• _SET EXERCISE_
Quote the lines of the data below verbatim, beginning at the line that contains "Identify the street in" and ending at the last line, both included, and excluding pictures.
◆ ◆ ◆ ◆
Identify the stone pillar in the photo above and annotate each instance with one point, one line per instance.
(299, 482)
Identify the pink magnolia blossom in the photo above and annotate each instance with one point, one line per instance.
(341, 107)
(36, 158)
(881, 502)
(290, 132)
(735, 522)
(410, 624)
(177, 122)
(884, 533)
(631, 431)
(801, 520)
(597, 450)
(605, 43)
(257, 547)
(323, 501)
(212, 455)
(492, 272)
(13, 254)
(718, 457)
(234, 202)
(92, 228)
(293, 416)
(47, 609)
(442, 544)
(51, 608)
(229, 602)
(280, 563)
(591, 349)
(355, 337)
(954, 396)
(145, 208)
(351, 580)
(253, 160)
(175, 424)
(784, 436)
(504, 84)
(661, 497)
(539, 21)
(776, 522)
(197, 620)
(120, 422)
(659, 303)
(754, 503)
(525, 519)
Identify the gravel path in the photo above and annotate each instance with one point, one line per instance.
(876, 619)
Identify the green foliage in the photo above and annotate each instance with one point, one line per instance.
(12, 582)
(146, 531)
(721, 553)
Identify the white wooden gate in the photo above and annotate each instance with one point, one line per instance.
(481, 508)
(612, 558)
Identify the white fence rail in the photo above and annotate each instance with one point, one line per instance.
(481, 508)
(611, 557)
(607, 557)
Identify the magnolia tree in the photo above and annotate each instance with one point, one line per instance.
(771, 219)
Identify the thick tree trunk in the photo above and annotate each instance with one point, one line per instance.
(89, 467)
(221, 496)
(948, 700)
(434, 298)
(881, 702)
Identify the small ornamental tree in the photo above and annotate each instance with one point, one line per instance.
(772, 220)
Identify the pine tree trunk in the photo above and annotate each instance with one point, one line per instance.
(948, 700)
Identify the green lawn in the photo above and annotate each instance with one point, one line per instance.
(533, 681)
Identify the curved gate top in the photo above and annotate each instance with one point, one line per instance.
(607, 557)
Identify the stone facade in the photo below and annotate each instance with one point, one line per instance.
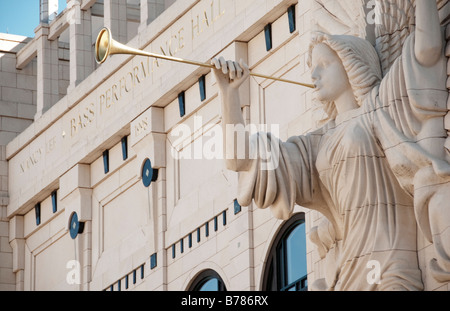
(60, 112)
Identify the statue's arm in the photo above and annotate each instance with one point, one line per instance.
(428, 43)
(229, 76)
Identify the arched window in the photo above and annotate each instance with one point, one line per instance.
(208, 281)
(286, 265)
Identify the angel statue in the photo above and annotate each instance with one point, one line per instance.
(361, 168)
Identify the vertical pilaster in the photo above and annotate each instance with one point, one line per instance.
(47, 70)
(80, 44)
(17, 242)
(151, 144)
(76, 197)
(116, 19)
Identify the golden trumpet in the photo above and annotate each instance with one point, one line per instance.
(106, 46)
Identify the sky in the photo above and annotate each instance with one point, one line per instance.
(21, 17)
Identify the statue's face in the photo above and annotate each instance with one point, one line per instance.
(328, 74)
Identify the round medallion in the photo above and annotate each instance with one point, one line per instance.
(147, 173)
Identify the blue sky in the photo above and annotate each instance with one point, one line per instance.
(21, 17)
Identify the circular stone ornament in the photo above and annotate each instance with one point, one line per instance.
(147, 173)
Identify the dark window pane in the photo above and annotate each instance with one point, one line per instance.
(295, 254)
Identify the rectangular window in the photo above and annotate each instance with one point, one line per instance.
(224, 218)
(268, 36)
(291, 16)
(181, 103)
(54, 202)
(37, 210)
(125, 148)
(153, 261)
(202, 86)
(106, 161)
(237, 207)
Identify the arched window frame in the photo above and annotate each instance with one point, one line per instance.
(274, 272)
(204, 277)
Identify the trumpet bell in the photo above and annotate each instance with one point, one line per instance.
(103, 45)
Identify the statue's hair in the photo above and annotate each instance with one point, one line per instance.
(360, 61)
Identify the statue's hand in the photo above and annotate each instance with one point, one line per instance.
(229, 74)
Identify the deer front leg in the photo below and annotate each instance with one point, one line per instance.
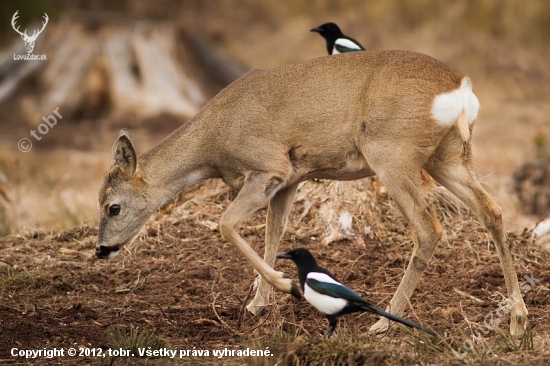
(255, 193)
(277, 215)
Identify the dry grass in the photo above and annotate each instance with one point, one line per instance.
(53, 277)
(180, 281)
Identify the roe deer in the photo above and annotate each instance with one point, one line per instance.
(349, 116)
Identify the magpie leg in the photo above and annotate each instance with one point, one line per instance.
(277, 215)
(332, 321)
(461, 180)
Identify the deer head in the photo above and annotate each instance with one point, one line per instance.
(29, 41)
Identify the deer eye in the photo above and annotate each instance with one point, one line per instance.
(114, 210)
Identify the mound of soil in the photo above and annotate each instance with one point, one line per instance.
(183, 284)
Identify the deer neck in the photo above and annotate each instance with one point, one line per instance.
(177, 162)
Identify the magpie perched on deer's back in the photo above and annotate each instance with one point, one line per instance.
(323, 290)
(337, 42)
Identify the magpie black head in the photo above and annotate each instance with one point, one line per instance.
(329, 31)
(305, 262)
(300, 256)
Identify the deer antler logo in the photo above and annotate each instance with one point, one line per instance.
(29, 41)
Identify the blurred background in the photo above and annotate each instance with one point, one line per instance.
(150, 66)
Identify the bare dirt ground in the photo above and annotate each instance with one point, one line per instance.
(185, 286)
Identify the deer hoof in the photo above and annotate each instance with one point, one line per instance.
(381, 326)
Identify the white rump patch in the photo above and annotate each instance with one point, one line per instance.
(447, 107)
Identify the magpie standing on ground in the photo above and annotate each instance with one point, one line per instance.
(337, 42)
(323, 291)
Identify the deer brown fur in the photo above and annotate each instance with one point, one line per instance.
(349, 116)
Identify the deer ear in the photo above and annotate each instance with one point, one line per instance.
(124, 153)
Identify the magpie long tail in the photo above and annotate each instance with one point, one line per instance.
(398, 319)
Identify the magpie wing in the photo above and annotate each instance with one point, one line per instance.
(335, 290)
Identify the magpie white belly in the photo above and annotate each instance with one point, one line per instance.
(325, 304)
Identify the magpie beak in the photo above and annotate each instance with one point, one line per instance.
(103, 252)
(336, 41)
(323, 290)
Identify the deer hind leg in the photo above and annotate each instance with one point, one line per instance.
(277, 215)
(459, 178)
(405, 187)
(257, 190)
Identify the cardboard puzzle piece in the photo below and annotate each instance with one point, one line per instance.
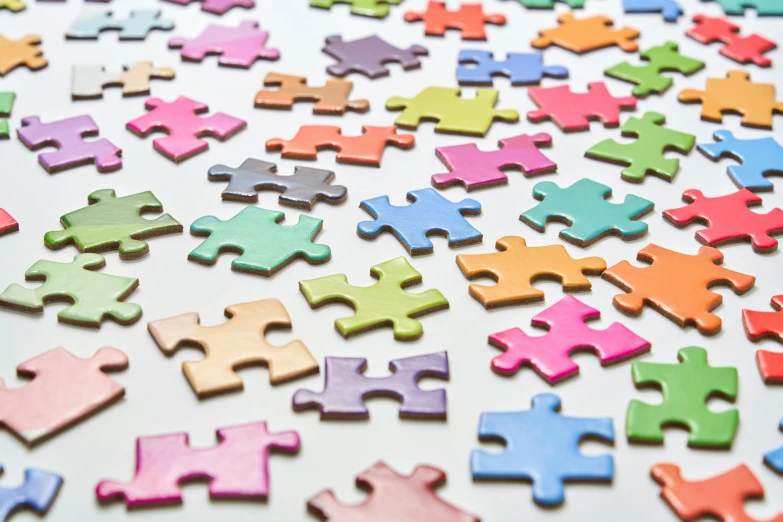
(386, 302)
(428, 214)
(646, 154)
(583, 206)
(369, 55)
(345, 388)
(454, 114)
(572, 111)
(233, 345)
(475, 168)
(94, 295)
(305, 187)
(517, 266)
(364, 149)
(648, 77)
(264, 246)
(542, 446)
(384, 504)
(182, 122)
(72, 149)
(729, 219)
(236, 467)
(110, 222)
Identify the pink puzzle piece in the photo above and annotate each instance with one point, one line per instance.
(237, 46)
(476, 168)
(236, 467)
(550, 354)
(181, 120)
(68, 136)
(64, 389)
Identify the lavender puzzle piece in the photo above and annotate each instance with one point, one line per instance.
(68, 136)
(345, 388)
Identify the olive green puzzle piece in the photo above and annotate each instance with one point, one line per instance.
(109, 222)
(645, 155)
(94, 295)
(686, 389)
(386, 302)
(264, 245)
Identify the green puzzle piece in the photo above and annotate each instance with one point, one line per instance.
(648, 77)
(385, 302)
(646, 153)
(686, 389)
(94, 295)
(454, 114)
(584, 208)
(109, 221)
(265, 246)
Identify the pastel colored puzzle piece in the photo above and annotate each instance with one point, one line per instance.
(181, 121)
(542, 447)
(428, 214)
(345, 388)
(94, 295)
(387, 302)
(233, 345)
(584, 208)
(646, 154)
(517, 266)
(236, 467)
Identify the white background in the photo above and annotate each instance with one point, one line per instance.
(160, 401)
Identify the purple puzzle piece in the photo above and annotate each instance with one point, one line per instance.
(68, 136)
(346, 388)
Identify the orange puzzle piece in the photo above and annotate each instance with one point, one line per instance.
(677, 285)
(517, 266)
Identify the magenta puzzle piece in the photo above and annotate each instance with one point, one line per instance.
(68, 136)
(236, 467)
(550, 354)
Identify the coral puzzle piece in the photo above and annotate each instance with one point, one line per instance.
(302, 189)
(454, 114)
(233, 345)
(236, 467)
(264, 246)
(584, 208)
(384, 303)
(94, 295)
(648, 77)
(428, 214)
(345, 388)
(517, 266)
(469, 19)
(729, 219)
(181, 120)
(365, 149)
(572, 111)
(237, 46)
(542, 446)
(475, 168)
(368, 56)
(393, 497)
(72, 149)
(646, 154)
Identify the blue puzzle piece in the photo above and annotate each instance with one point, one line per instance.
(428, 213)
(520, 68)
(759, 157)
(542, 446)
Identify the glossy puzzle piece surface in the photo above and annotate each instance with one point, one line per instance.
(236, 467)
(542, 447)
(345, 388)
(387, 302)
(517, 266)
(233, 345)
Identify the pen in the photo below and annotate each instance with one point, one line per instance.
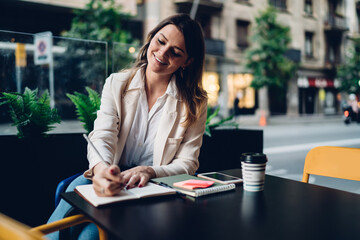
(167, 186)
(97, 152)
(93, 146)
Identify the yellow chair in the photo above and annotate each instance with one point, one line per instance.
(337, 162)
(14, 230)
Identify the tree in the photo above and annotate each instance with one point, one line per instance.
(349, 72)
(266, 59)
(103, 20)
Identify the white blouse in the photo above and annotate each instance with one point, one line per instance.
(139, 147)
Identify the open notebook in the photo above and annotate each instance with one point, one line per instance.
(149, 190)
(215, 188)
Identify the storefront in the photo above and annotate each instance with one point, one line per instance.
(318, 95)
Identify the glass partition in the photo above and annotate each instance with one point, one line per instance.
(60, 65)
(123, 55)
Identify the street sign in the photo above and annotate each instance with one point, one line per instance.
(20, 55)
(43, 55)
(43, 48)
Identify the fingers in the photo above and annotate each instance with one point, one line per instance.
(104, 187)
(107, 181)
(137, 176)
(113, 174)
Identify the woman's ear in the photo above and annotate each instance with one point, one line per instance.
(188, 62)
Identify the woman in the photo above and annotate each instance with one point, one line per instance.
(152, 118)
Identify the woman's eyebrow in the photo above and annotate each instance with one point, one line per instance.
(174, 46)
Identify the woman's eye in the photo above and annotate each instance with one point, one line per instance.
(176, 54)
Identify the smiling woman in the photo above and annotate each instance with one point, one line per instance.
(152, 117)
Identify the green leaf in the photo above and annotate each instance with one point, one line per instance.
(32, 115)
(86, 107)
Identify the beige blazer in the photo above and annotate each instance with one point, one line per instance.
(176, 149)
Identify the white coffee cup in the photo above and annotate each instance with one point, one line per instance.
(253, 171)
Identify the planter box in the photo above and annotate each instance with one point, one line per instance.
(223, 149)
(32, 168)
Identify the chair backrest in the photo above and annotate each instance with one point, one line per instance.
(14, 230)
(337, 162)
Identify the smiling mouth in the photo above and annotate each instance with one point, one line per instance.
(157, 59)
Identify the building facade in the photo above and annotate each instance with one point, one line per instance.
(320, 32)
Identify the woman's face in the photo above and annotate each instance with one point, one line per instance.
(167, 52)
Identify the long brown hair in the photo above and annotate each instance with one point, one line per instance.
(188, 80)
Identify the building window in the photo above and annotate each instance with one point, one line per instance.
(242, 33)
(210, 82)
(309, 48)
(308, 8)
(240, 92)
(280, 4)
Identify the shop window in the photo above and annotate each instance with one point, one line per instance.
(240, 92)
(211, 85)
(242, 33)
(308, 8)
(309, 48)
(280, 4)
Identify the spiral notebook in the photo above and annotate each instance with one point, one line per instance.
(216, 188)
(149, 190)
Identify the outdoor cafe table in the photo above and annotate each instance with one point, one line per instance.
(286, 209)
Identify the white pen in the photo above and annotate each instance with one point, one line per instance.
(97, 152)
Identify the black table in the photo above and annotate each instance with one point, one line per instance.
(286, 209)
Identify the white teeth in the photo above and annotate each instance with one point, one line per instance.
(159, 60)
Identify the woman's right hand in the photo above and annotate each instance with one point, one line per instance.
(107, 180)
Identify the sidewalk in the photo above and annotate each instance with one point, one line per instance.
(245, 121)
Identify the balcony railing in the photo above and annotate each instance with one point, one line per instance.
(333, 22)
(212, 5)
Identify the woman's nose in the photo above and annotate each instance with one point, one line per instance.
(163, 51)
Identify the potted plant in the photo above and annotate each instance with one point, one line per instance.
(86, 107)
(34, 162)
(32, 115)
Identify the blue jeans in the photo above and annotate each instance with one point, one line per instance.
(86, 231)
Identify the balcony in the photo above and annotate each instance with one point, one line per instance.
(208, 6)
(336, 23)
(214, 47)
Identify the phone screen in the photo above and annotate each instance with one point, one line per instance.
(220, 176)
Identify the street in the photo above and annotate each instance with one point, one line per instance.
(287, 145)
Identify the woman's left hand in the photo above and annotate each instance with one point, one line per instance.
(140, 175)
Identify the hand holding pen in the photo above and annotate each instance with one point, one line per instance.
(107, 180)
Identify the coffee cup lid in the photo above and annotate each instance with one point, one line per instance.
(252, 157)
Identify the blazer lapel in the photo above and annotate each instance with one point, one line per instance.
(166, 124)
(128, 110)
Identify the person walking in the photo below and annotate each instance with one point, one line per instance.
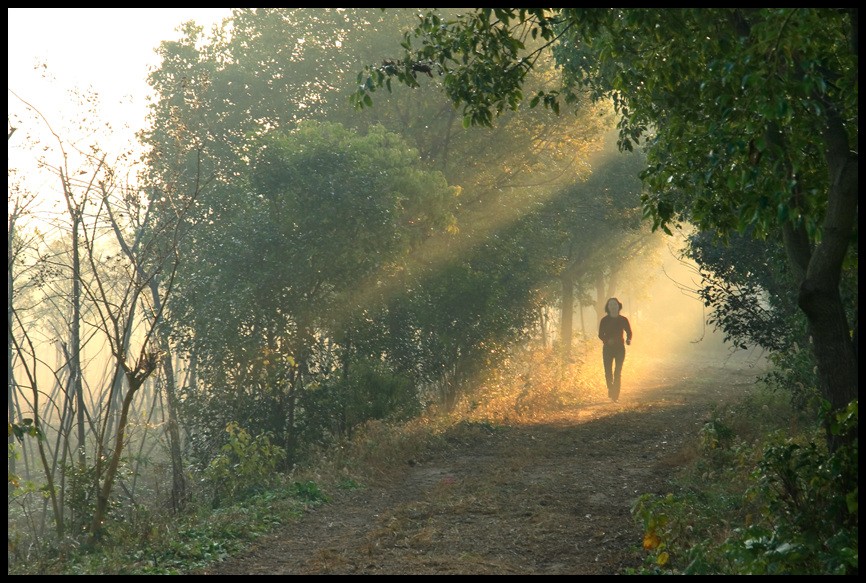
(610, 331)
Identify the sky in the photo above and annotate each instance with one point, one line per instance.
(105, 49)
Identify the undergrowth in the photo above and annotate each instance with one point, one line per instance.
(763, 498)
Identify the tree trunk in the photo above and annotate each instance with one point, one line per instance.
(178, 482)
(566, 329)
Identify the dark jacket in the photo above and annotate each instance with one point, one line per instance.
(611, 329)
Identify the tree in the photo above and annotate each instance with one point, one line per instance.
(748, 116)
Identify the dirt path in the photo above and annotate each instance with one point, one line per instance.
(550, 498)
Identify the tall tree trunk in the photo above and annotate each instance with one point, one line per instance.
(178, 481)
(566, 329)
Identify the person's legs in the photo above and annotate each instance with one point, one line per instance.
(607, 353)
(618, 358)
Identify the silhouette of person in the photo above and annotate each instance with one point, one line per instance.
(610, 331)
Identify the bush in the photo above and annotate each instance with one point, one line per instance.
(797, 512)
(246, 465)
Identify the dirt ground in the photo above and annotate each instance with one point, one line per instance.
◆ ◆ ◆ ◆
• _THE OUTPUT_
Identify the street in the photo above and annotate each instance with one point, one line per instance.
(287, 145)
Identify the woman's left hand in the photo above and annotate each instance with one point, one line per instance.
(140, 175)
Identify the hand holding pen in the photo above and annotate each instance with one point, one line per instance.
(107, 180)
Identify the coffee cup lid in the photo above and annotate each instance with one point, one line per instance.
(252, 157)
Identify the blazer lapel in the photo above and annotate each instance with one point, one line per instance.
(166, 124)
(128, 110)
Identify the person walking in the photo below and annotate each instance with one point, one line per instance.
(610, 331)
Identify the sky in the photo above and annotate each instance with one point, one line per instance.
(105, 49)
Identify the undergrowth in the photo above and annotate each instance with one point, one line per instance.
(763, 498)
Identify the tree trunk in the photo above and annotate each instance with one point, one line per instance.
(178, 482)
(566, 329)
Identify the dark jacket in the photo above and annotate each instance with one point, one line per instance.
(611, 329)
Identify the tree in the photo above and annotate each instance with one point, one line per instance.
(748, 116)
Identify the dirt path in the photo above and annotate each instance with one point, one line per instance.
(550, 498)
Identify the tall tree trunk in the photo above and annotate each instance with one point, one line per instance.
(178, 481)
(566, 329)
Identify the person's legs in the photo above and annotate each instance with one point, one line per instance.
(607, 353)
(618, 358)
Identify the silhouette of person in the photo above and annotate each instance with one point, one line per instance.
(610, 331)
Identify the bush in the photo above and annotate each instance with one point, one line per instance.
(797, 512)
(246, 465)
Identify the dirt ground in the photo above and annotate each instance with one point, one line per instance.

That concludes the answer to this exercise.